__AIM OF THE TASK__:
Without changing a character, return the entries, but not the images they hold.

────────

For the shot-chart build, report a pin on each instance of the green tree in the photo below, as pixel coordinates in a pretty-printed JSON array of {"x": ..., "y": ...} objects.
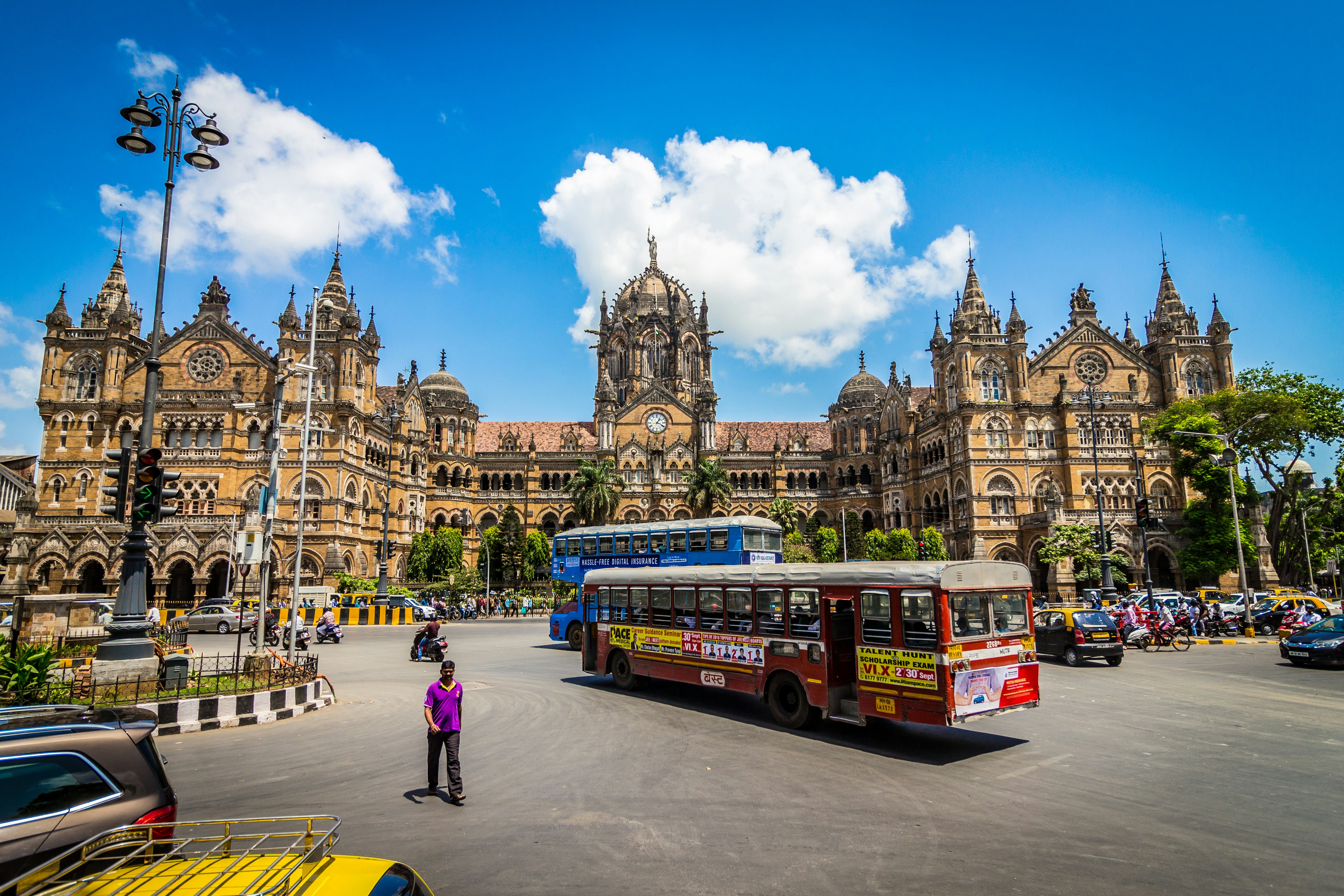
[
  {"x": 1207, "y": 519},
  {"x": 709, "y": 483},
  {"x": 1304, "y": 414},
  {"x": 827, "y": 546},
  {"x": 902, "y": 546},
  {"x": 877, "y": 547},
  {"x": 511, "y": 542},
  {"x": 935, "y": 549},
  {"x": 596, "y": 491},
  {"x": 784, "y": 512},
  {"x": 537, "y": 557},
  {"x": 1076, "y": 543}
]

────────

__WRITTEN ANSWER__:
For the shot-chart build, report a pin on each instance of the green tree in the photo below, as pixel coordinates in a pretty-printed JSON array of {"x": ..., "y": ...} objects.
[
  {"x": 1207, "y": 519},
  {"x": 709, "y": 483},
  {"x": 1304, "y": 414},
  {"x": 827, "y": 546},
  {"x": 902, "y": 546},
  {"x": 877, "y": 547},
  {"x": 511, "y": 542},
  {"x": 935, "y": 549},
  {"x": 596, "y": 491},
  {"x": 784, "y": 512},
  {"x": 537, "y": 557},
  {"x": 1076, "y": 543}
]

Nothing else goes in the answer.